Data entries

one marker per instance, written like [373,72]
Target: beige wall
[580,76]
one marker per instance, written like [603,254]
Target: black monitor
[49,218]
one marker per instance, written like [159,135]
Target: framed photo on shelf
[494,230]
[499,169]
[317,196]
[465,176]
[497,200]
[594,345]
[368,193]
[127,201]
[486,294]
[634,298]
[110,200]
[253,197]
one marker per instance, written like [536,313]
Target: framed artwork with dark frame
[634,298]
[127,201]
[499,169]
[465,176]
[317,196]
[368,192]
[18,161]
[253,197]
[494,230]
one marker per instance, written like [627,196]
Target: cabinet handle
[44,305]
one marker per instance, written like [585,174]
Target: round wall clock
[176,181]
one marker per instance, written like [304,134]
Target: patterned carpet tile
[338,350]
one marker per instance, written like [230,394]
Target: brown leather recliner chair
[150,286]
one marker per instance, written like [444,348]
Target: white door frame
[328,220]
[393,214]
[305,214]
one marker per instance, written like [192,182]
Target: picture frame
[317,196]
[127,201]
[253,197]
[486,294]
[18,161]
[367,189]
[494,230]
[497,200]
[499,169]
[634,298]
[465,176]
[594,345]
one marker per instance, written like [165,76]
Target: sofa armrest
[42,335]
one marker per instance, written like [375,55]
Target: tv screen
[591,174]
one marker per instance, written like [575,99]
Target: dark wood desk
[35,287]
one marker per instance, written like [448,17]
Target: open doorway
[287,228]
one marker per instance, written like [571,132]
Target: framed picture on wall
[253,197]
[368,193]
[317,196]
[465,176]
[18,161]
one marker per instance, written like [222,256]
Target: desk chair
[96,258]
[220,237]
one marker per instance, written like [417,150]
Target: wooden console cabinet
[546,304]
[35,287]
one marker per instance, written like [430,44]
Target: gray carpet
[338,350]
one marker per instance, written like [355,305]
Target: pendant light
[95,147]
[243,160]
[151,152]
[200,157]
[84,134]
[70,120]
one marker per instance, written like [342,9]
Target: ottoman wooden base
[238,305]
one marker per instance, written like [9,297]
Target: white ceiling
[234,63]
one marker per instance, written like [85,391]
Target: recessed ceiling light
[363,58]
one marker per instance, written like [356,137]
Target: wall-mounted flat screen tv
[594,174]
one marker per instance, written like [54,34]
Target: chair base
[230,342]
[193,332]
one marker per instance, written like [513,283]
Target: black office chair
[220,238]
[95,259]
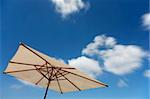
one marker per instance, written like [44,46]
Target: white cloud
[15,86]
[118,59]
[121,83]
[123,59]
[146,20]
[68,7]
[87,65]
[147,73]
[98,43]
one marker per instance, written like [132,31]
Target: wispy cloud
[87,65]
[121,83]
[146,21]
[68,7]
[147,73]
[117,58]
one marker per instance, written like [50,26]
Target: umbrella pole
[47,89]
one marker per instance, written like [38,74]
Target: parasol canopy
[35,67]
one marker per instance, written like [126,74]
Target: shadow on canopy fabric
[35,67]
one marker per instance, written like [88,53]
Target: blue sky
[60,34]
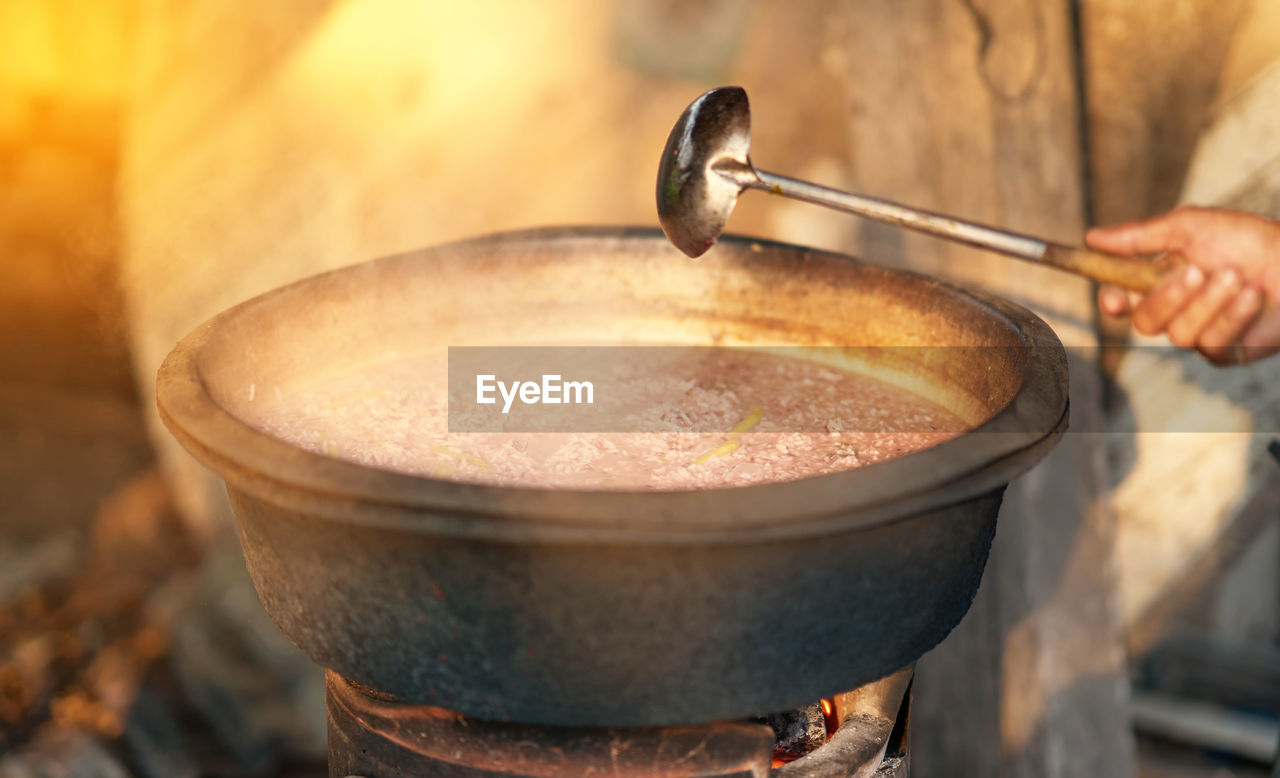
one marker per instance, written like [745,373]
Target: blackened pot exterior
[624,609]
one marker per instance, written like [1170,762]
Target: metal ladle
[705,166]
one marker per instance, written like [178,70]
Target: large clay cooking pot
[620,608]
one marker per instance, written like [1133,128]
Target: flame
[830,715]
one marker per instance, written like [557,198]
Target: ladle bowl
[618,608]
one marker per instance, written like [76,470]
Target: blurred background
[161,160]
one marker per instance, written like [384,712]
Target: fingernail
[1248,301]
[1225,279]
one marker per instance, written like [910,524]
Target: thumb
[1150,236]
[1112,301]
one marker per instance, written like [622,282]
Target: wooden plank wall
[973,109]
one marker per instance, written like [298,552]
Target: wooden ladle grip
[1139,274]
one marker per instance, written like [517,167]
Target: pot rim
[977,462]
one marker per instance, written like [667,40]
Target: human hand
[1223,296]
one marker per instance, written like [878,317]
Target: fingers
[1112,301]
[1159,307]
[1150,236]
[1202,310]
[1221,339]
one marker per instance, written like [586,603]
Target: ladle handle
[1139,274]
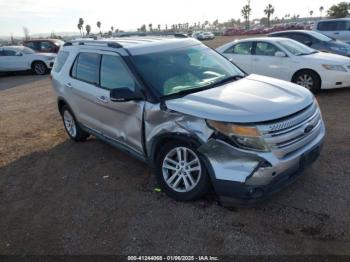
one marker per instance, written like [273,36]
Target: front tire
[181,173]
[308,79]
[39,68]
[72,127]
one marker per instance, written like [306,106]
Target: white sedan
[20,58]
[289,60]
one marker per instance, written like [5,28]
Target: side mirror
[124,94]
[280,54]
[308,43]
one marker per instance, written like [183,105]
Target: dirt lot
[61,197]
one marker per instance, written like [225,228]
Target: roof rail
[127,34]
[94,43]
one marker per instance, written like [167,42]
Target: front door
[122,121]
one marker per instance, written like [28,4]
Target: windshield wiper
[313,52]
[195,90]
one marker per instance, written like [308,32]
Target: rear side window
[114,73]
[244,48]
[86,67]
[60,61]
[334,26]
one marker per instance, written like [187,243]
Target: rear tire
[308,79]
[181,173]
[74,131]
[39,68]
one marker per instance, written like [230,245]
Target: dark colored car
[316,41]
[44,45]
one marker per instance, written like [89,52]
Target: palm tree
[311,13]
[99,26]
[321,10]
[246,10]
[80,26]
[269,10]
[88,29]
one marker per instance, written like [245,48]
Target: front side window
[114,73]
[327,26]
[60,60]
[244,48]
[295,47]
[86,67]
[265,49]
[187,70]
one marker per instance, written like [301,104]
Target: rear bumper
[245,179]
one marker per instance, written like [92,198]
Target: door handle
[102,99]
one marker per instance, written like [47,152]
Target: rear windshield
[60,60]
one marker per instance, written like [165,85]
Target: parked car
[316,40]
[335,28]
[203,35]
[44,45]
[20,58]
[190,113]
[289,60]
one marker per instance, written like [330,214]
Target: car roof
[137,44]
[270,39]
[290,31]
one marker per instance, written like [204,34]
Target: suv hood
[254,98]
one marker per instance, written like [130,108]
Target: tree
[269,10]
[88,29]
[321,10]
[80,26]
[26,33]
[246,11]
[99,26]
[340,10]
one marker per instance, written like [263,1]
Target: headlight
[49,58]
[246,137]
[335,67]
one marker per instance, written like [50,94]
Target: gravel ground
[61,197]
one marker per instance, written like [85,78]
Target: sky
[46,16]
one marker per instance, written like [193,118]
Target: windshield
[320,37]
[296,48]
[187,69]
[27,51]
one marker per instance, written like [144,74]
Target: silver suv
[190,113]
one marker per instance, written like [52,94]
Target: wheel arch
[306,69]
[161,140]
[36,61]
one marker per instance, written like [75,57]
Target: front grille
[289,134]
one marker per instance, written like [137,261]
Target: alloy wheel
[181,169]
[69,123]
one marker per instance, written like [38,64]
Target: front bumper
[241,178]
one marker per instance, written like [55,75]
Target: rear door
[83,91]
[12,60]
[241,55]
[122,121]
[265,62]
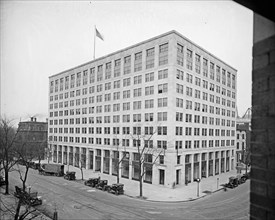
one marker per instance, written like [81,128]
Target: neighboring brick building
[262,195]
[165,84]
[243,140]
[34,133]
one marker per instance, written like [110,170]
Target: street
[74,200]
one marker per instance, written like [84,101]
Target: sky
[43,38]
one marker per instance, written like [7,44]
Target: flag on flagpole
[99,35]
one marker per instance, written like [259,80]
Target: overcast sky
[42,38]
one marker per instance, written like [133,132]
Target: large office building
[165,93]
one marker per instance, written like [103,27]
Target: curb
[162,201]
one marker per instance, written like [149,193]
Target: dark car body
[2,181]
[233,182]
[92,182]
[116,188]
[101,184]
[28,198]
[69,175]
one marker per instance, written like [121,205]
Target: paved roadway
[74,200]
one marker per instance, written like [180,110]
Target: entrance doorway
[161,176]
[177,177]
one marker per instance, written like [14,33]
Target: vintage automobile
[233,182]
[28,198]
[116,188]
[92,182]
[101,184]
[2,181]
[70,175]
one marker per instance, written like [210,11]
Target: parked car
[69,175]
[92,182]
[2,181]
[117,189]
[233,182]
[28,198]
[101,184]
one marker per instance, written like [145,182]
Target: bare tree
[80,162]
[8,136]
[9,211]
[26,153]
[117,159]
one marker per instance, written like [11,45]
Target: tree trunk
[140,186]
[117,177]
[7,181]
[140,180]
[17,209]
[81,173]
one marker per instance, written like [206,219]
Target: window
[149,90]
[189,78]
[188,118]
[179,102]
[180,55]
[138,62]
[163,88]
[126,94]
[127,65]
[126,118]
[162,74]
[179,88]
[189,59]
[179,116]
[136,105]
[108,69]
[117,84]
[149,103]
[137,79]
[180,75]
[162,130]
[117,68]
[162,144]
[126,82]
[136,117]
[163,54]
[149,116]
[162,116]
[149,77]
[188,104]
[137,92]
[150,58]
[162,102]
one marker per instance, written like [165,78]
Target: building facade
[167,87]
[34,133]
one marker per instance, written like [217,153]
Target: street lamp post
[198,188]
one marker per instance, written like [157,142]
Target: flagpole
[94,41]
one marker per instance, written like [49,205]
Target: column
[87,158]
[207,164]
[192,167]
[200,164]
[155,171]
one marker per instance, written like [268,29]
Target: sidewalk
[8,206]
[159,192]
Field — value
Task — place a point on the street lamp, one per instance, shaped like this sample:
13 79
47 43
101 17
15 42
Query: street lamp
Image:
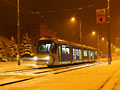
73 19
18 32
103 38
94 33
80 32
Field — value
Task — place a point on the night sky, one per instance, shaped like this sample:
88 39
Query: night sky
56 15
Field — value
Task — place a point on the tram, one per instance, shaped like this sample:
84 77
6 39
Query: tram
53 51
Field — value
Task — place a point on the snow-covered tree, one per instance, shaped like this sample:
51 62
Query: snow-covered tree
26 47
2 53
12 48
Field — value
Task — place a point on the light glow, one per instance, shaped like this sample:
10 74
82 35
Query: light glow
35 58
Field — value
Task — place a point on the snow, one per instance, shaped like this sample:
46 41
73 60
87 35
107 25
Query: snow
99 77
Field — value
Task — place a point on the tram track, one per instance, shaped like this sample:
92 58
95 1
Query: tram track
108 79
55 71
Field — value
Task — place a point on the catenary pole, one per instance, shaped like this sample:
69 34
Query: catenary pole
109 33
18 32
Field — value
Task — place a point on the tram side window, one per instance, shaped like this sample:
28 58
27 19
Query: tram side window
91 54
54 47
65 49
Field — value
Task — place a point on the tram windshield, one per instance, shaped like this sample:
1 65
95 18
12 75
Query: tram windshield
45 46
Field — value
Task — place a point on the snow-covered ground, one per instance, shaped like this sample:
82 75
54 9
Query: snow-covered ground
97 77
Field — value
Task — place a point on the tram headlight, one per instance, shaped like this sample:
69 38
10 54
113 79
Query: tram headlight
47 57
35 58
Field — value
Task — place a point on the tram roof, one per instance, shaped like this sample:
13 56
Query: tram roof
61 41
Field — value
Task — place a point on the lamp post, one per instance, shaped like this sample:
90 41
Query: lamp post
93 33
109 34
18 32
80 32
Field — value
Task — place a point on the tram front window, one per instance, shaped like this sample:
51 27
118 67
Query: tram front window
44 46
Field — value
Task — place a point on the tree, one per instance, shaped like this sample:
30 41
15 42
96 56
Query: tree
12 48
26 47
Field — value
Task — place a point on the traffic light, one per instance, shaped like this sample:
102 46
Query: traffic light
100 16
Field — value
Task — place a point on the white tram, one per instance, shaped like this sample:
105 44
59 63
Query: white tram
53 51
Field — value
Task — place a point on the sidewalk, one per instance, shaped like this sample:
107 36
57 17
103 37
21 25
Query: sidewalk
8 66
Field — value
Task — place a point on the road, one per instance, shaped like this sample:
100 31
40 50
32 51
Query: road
89 76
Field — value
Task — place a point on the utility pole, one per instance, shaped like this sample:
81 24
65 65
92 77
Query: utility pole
18 32
98 44
109 33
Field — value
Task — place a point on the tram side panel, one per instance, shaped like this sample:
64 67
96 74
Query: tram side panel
85 55
76 54
64 54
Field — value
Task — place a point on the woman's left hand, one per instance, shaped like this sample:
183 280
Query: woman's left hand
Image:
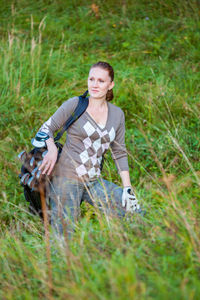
129 200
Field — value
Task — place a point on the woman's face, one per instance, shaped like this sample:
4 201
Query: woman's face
99 82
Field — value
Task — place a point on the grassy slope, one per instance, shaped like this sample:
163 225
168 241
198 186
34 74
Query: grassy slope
47 48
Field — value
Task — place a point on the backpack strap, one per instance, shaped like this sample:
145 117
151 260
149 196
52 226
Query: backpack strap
79 110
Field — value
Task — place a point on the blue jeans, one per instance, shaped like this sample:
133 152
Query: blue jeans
66 196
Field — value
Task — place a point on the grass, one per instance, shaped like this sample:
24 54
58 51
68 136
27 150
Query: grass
47 48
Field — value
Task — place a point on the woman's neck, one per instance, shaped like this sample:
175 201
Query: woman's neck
97 102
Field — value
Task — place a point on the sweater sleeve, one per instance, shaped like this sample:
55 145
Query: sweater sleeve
118 147
59 118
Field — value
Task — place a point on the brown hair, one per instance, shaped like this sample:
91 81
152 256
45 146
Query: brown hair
106 66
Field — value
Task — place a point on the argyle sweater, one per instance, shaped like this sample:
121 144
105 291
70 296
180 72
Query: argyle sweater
87 141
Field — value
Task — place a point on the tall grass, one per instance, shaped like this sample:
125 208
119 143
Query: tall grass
47 48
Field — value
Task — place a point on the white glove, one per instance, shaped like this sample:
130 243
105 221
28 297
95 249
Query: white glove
129 200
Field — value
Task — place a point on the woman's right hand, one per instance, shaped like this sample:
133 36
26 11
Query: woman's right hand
50 158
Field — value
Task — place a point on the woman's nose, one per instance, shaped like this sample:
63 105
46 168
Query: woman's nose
95 83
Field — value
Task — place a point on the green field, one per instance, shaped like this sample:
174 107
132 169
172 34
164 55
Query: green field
46 50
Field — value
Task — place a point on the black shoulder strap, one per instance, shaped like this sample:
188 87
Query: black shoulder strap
79 110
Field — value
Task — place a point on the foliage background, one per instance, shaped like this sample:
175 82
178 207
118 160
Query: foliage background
46 50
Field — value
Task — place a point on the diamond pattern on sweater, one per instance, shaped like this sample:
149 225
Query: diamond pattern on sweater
91 163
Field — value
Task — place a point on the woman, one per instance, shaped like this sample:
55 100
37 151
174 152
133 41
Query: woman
76 176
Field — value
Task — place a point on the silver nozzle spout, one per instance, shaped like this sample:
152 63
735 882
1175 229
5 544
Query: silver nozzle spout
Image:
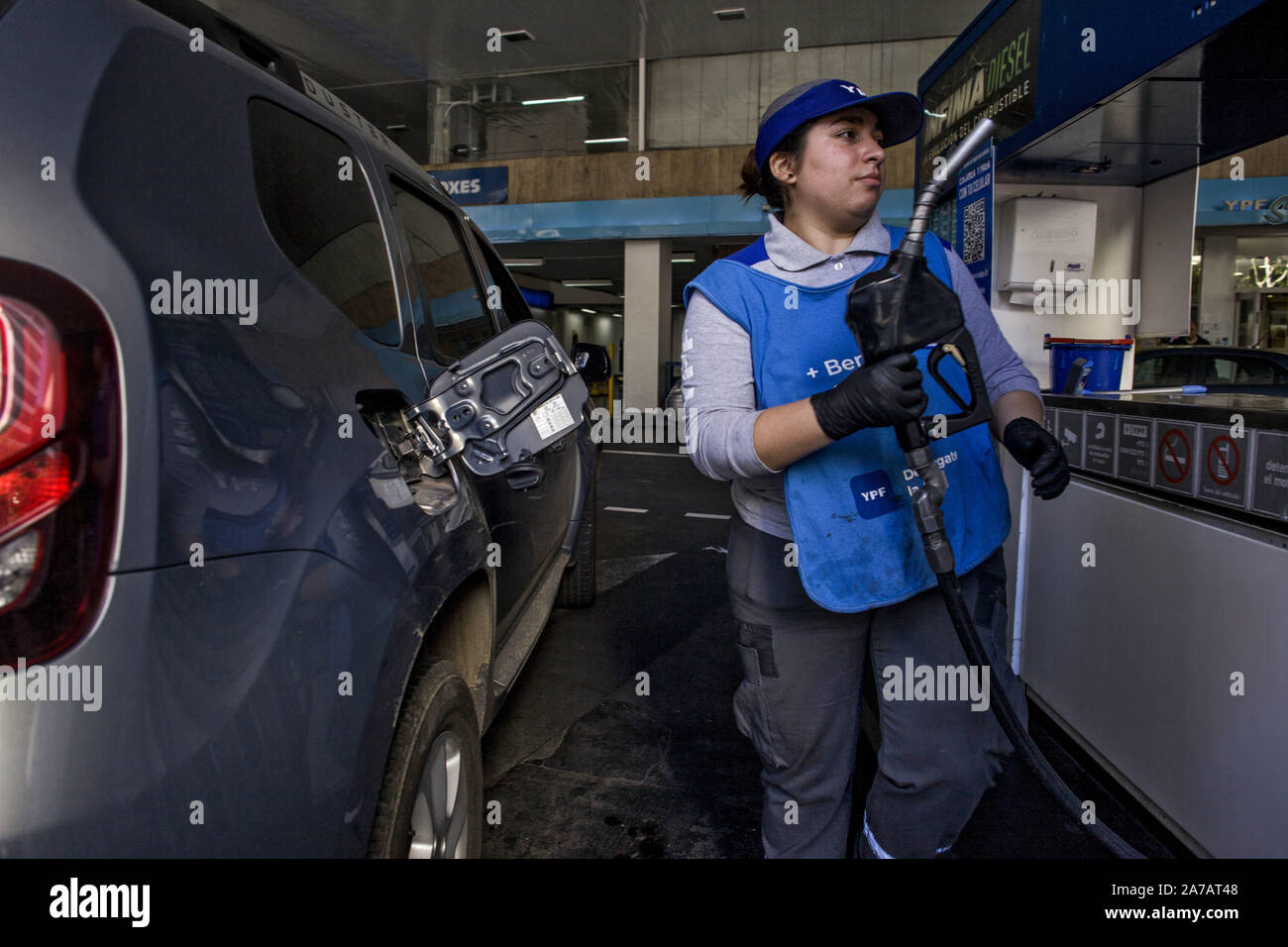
928 196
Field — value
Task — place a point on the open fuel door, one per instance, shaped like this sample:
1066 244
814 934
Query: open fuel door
501 405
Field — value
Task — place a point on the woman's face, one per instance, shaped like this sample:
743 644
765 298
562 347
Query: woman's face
841 170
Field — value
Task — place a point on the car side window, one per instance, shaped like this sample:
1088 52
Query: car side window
1218 369
325 222
1253 371
1162 371
514 307
450 296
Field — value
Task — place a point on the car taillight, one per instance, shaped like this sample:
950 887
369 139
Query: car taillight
59 460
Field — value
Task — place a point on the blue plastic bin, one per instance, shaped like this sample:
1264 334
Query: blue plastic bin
1106 357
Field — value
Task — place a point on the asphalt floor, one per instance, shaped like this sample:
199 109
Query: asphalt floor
585 766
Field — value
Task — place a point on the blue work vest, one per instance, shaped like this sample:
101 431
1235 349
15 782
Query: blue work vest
849 504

## Exercise aim
Please count how many lines of the data above contain the word "night", matching case exactly, and give only the number.

## Complete output
2